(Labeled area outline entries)
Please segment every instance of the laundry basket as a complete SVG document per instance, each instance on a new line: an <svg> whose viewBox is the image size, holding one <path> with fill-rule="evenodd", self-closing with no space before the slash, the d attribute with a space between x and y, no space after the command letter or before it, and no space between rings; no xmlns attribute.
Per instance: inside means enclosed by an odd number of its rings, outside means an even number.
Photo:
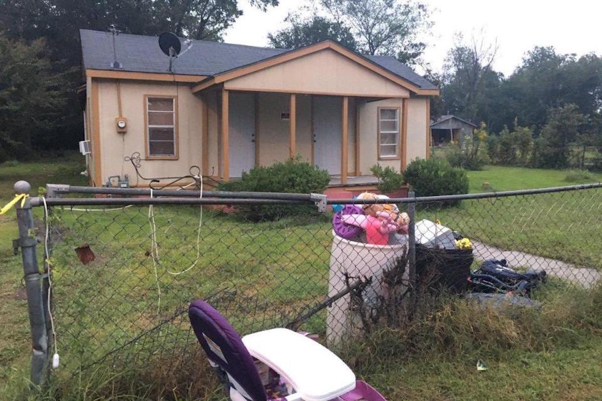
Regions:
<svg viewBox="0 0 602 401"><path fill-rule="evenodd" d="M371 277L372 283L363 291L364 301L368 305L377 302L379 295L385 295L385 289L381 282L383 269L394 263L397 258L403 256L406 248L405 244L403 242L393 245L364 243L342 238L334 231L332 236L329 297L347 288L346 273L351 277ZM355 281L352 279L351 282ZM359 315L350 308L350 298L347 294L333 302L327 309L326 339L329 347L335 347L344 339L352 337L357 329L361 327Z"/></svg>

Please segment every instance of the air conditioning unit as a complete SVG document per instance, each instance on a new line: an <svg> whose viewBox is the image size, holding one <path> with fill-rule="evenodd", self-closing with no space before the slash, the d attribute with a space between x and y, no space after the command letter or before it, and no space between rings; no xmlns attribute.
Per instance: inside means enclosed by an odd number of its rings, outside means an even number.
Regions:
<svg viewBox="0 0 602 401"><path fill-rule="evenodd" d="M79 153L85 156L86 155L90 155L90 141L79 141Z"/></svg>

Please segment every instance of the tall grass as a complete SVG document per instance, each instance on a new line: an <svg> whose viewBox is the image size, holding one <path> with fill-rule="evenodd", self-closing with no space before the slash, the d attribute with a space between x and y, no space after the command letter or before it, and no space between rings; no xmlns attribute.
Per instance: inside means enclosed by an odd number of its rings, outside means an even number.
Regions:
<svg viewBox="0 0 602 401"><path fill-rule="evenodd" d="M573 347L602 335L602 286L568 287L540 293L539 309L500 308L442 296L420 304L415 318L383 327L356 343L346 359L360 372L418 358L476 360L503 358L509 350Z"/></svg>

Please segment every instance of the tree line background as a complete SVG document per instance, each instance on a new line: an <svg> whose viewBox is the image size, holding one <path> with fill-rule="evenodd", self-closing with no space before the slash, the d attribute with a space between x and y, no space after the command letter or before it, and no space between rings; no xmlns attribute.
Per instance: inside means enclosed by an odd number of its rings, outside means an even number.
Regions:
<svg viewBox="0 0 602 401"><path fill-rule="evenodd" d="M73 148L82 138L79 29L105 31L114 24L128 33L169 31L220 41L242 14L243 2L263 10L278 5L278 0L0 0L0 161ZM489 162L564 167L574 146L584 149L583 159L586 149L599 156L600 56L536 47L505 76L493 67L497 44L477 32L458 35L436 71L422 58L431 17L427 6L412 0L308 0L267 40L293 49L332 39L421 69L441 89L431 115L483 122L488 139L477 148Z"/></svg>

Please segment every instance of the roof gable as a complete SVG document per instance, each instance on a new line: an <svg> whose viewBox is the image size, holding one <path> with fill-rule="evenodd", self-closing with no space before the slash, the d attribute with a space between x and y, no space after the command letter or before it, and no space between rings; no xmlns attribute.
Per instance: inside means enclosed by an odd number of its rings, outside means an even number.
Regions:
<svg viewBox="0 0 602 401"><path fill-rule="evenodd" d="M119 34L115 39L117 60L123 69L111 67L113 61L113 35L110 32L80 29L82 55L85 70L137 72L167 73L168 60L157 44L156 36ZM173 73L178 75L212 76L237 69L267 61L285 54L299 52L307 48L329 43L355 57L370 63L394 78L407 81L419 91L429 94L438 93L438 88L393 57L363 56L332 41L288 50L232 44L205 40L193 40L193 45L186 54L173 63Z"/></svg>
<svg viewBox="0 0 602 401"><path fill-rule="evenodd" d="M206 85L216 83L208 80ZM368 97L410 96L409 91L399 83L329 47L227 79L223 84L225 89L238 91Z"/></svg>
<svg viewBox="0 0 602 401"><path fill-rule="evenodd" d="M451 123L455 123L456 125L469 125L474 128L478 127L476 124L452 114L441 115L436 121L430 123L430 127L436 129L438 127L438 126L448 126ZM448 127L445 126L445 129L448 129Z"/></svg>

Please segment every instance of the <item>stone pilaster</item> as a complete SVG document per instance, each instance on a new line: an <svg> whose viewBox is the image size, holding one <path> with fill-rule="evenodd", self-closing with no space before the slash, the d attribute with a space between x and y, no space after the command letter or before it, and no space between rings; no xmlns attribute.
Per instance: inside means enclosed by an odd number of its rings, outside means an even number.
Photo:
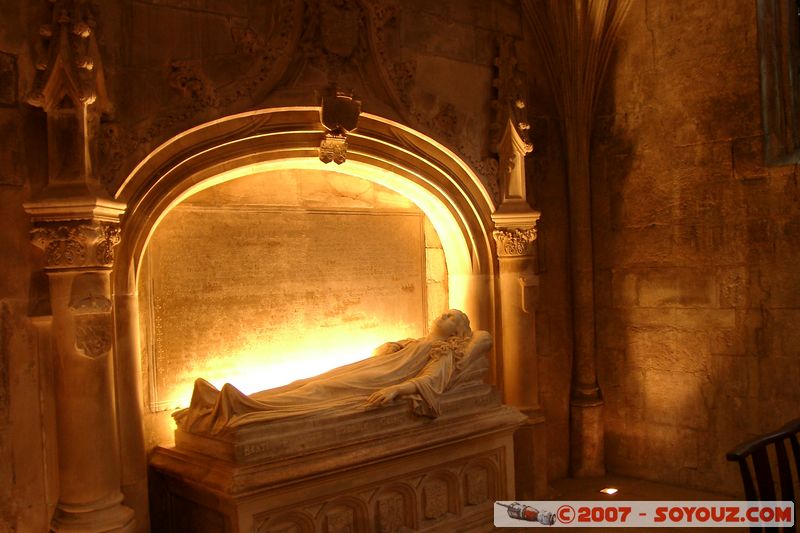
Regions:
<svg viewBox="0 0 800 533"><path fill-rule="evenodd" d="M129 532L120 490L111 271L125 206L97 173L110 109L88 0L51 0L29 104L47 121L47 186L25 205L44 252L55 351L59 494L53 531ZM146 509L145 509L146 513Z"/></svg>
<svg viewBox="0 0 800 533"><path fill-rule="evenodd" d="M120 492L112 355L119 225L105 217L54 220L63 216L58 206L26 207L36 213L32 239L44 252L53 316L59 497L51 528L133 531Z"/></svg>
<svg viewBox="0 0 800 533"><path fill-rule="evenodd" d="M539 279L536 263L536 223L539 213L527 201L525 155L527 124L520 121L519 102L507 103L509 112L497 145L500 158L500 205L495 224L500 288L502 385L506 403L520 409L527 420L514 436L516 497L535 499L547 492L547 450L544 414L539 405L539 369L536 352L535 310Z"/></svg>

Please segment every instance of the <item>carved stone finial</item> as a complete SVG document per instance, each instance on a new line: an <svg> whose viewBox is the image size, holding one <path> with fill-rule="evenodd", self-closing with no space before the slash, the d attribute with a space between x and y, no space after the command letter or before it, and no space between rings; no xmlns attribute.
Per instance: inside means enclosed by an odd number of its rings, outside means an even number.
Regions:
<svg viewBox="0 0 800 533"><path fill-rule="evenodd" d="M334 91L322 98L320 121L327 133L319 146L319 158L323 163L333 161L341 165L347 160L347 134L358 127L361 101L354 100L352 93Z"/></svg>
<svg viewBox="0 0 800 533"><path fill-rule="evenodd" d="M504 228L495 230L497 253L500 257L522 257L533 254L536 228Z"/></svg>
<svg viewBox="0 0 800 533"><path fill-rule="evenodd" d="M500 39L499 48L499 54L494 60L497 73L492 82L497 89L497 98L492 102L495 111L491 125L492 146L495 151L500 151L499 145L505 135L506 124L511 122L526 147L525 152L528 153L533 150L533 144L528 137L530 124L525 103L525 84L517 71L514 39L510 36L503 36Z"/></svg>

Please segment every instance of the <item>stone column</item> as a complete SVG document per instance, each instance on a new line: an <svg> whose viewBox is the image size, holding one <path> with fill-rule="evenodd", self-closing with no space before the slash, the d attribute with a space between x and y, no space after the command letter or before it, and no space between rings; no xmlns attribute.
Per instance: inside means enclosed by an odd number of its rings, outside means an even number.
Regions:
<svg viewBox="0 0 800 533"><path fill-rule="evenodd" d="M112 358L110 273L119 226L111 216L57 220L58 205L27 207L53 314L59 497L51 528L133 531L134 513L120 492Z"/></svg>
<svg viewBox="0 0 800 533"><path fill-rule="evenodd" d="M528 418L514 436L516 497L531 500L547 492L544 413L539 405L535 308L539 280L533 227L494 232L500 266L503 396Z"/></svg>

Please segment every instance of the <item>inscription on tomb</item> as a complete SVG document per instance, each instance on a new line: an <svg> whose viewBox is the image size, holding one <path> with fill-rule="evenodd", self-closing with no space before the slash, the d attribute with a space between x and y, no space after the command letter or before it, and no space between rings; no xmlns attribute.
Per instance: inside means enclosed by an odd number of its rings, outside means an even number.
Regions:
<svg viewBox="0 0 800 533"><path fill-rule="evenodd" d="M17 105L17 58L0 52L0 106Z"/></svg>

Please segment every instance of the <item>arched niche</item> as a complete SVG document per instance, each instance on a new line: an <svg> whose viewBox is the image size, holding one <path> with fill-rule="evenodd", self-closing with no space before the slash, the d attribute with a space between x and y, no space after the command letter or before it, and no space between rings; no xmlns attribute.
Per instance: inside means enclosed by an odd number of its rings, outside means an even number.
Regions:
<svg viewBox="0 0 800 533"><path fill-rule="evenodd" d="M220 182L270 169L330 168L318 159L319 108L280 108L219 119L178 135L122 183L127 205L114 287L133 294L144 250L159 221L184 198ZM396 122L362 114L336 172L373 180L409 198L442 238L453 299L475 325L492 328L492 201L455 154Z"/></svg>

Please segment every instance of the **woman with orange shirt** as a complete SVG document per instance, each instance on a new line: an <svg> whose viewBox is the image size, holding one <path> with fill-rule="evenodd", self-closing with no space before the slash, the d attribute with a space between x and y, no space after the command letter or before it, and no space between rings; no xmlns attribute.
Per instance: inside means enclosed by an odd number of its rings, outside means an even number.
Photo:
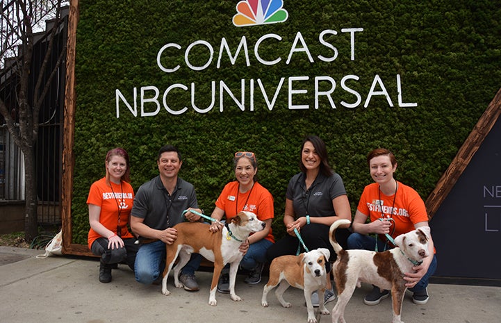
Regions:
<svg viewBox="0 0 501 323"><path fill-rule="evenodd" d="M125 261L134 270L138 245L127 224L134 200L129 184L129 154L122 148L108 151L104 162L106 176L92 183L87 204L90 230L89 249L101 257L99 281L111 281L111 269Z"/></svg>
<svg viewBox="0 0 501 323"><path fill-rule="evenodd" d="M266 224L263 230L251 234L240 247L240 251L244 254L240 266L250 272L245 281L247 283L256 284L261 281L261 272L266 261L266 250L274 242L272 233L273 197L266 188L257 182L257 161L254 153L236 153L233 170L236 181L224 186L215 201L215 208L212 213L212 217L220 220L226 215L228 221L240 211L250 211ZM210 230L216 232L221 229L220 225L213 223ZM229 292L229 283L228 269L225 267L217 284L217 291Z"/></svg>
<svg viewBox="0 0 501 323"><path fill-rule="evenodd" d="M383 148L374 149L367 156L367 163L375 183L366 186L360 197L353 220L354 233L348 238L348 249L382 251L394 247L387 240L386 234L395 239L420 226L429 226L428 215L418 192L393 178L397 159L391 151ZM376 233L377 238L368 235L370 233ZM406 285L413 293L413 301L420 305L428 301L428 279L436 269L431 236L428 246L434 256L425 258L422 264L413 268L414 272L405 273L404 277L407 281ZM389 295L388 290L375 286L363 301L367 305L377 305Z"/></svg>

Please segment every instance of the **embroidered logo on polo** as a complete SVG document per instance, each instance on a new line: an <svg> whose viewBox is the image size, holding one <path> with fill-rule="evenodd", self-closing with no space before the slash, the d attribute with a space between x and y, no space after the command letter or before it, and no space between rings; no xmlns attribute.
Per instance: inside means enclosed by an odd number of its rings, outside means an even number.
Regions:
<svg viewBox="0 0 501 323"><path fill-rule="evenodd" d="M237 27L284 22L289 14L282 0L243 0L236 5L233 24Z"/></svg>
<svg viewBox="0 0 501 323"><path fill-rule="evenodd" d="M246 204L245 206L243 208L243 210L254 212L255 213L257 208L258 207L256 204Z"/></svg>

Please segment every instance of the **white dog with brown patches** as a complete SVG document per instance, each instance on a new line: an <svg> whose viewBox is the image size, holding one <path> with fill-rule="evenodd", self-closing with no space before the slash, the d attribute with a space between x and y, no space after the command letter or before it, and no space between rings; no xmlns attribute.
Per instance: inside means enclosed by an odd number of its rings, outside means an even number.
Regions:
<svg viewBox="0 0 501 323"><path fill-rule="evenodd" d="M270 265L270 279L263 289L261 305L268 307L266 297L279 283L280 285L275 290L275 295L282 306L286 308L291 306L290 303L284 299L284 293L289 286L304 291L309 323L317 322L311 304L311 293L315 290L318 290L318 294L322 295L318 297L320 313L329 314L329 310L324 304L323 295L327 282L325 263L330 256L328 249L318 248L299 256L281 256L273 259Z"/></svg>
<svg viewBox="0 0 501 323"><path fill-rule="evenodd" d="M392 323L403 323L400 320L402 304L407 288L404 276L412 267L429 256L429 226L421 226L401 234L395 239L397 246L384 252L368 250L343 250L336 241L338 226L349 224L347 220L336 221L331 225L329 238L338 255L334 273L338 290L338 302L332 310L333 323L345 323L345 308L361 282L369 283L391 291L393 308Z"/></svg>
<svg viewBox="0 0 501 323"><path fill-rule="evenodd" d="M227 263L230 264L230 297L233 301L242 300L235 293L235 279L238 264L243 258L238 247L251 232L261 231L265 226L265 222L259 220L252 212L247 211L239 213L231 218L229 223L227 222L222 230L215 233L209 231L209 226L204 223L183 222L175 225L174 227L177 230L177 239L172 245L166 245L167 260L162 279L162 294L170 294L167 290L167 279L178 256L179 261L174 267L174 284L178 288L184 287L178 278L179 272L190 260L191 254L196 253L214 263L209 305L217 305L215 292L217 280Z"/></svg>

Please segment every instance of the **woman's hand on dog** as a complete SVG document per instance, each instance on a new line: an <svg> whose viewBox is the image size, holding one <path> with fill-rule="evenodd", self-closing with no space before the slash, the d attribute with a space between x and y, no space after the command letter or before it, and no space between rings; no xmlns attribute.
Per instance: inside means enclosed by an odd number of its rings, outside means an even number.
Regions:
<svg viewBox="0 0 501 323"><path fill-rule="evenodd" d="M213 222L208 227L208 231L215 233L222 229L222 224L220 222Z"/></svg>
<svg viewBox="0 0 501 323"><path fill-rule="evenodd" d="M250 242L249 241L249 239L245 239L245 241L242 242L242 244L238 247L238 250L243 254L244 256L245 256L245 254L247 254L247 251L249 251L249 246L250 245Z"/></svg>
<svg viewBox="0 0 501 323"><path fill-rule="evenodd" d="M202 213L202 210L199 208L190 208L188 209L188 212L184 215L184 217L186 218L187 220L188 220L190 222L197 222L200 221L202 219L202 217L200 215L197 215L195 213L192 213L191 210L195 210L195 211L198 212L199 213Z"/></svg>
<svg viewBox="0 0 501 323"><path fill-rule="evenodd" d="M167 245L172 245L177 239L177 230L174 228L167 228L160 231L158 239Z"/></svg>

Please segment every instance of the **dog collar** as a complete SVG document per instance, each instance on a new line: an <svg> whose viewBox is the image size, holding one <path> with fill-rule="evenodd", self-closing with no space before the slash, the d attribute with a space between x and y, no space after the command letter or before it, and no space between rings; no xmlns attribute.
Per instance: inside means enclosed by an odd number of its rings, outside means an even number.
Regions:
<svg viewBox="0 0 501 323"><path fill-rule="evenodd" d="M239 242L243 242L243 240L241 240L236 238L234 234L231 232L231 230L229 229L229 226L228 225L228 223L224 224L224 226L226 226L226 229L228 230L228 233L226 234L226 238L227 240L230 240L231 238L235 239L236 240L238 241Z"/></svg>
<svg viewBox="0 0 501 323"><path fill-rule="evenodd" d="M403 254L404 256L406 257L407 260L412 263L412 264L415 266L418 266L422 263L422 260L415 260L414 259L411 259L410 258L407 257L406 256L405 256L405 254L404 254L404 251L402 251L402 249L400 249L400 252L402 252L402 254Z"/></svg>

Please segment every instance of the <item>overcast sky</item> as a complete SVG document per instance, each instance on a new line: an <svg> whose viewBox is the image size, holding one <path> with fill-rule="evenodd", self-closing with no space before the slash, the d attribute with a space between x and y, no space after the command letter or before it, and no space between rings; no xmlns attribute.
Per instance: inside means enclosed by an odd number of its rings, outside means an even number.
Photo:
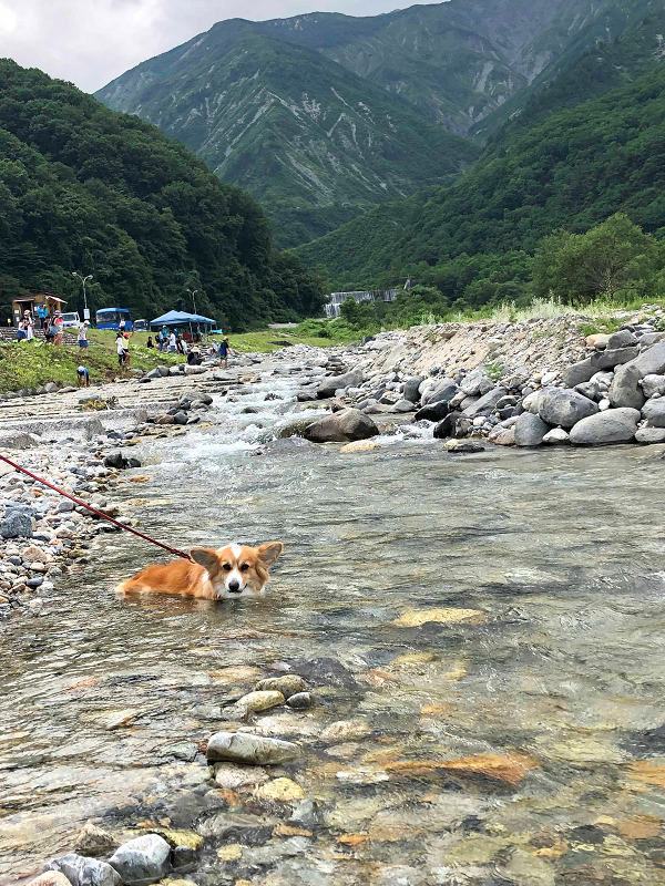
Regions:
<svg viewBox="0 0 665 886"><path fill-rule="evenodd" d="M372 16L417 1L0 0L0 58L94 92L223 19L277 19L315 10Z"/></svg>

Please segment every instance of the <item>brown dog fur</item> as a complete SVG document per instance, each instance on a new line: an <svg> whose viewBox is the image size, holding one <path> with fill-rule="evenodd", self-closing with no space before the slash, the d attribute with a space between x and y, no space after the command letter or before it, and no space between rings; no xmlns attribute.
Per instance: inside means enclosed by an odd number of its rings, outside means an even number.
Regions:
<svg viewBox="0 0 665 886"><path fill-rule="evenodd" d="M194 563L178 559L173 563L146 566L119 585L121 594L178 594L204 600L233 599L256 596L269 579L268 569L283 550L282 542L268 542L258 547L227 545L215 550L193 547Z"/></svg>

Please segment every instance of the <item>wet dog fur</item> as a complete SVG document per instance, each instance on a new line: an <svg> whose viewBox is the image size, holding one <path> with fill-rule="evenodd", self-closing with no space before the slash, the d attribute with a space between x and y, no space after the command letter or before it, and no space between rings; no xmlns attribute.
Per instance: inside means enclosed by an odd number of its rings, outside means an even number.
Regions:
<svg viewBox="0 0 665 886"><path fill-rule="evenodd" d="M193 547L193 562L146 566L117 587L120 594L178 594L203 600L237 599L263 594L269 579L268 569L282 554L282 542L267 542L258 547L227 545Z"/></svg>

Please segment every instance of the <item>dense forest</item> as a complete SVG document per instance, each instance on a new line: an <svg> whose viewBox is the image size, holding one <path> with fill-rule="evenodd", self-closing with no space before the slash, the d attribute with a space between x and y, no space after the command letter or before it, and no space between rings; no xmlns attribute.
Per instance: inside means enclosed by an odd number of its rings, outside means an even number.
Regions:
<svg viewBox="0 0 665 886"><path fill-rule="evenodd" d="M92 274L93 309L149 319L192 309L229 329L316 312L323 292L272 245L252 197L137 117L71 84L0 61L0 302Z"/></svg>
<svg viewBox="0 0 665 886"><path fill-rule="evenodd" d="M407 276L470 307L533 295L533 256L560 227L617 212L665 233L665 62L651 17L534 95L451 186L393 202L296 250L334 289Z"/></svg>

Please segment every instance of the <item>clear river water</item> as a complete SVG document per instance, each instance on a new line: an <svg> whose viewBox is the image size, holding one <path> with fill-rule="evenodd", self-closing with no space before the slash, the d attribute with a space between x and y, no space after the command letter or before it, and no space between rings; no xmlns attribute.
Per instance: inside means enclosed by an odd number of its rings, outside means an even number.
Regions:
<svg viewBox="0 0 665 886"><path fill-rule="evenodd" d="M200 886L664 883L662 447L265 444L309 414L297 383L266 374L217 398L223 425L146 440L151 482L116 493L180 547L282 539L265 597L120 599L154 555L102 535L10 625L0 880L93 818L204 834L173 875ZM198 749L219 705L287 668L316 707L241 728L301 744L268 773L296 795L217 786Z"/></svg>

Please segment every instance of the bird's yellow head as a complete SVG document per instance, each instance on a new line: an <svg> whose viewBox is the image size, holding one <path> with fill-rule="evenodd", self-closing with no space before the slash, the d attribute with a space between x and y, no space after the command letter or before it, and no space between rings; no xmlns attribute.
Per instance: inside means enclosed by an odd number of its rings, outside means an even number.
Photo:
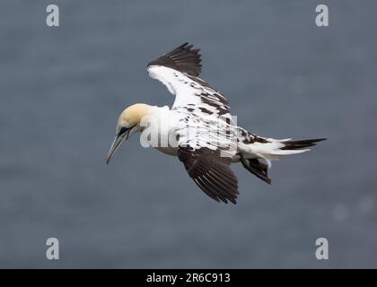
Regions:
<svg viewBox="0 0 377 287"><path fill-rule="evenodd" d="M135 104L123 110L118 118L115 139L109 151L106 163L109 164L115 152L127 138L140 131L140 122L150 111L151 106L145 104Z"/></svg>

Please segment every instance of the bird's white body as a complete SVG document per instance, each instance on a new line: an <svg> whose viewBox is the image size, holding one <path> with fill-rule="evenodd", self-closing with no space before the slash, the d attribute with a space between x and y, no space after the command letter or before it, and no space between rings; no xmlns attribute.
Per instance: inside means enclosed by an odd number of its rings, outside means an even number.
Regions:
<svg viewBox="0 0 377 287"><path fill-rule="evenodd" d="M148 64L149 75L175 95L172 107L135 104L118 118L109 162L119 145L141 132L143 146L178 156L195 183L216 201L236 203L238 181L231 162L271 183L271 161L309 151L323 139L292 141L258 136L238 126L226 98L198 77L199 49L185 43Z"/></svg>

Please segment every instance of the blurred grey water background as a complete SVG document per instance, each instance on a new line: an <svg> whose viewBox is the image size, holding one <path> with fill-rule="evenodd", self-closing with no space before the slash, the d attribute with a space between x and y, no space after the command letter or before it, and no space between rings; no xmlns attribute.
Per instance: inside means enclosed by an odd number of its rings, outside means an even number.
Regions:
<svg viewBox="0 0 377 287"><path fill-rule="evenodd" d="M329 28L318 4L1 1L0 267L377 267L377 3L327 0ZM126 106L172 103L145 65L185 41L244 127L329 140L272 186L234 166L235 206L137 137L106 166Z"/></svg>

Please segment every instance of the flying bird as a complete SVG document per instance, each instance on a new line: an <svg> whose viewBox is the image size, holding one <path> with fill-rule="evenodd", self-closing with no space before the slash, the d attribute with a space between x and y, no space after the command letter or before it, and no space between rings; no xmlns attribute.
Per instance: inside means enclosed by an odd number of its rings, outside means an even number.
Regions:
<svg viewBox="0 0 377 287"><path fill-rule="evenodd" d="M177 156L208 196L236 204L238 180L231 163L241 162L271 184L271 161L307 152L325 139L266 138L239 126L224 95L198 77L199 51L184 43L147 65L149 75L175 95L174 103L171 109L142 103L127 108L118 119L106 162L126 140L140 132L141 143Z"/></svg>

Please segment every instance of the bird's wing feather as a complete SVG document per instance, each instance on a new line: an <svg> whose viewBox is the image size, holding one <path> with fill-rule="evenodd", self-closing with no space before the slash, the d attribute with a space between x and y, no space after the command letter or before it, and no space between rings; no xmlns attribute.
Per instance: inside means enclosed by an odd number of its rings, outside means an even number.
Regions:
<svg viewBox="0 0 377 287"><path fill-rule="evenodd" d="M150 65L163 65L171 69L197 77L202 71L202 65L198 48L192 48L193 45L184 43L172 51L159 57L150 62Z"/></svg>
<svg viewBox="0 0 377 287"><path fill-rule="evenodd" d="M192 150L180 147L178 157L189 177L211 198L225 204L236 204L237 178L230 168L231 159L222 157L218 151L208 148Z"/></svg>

> BRIEF: Copy word for word the lines from the one containing "Please segment every instance of the blurred" through the one containing "28L318 4L1 1L0", including both.

> TASK OUTPUT:
Please segment every instance of the blurred grey water background as a complete SVG document per instance, each instance on a new line: an <svg> whose viewBox is the image size, holding one <path> with fill-rule="evenodd", self-closing with no space before the slash, the d attribute with a space between x and y, no space after the command letter or before it, and no space between rings; no xmlns attribute.
Per instance: inside means enclosed by an odd number of its rings, outside means an even number.
Regions:
<svg viewBox="0 0 377 287"><path fill-rule="evenodd" d="M329 28L318 4L1 1L0 267L377 267L377 3L327 0ZM126 106L172 103L145 65L185 41L244 127L329 140L272 186L234 166L235 206L137 137L106 166Z"/></svg>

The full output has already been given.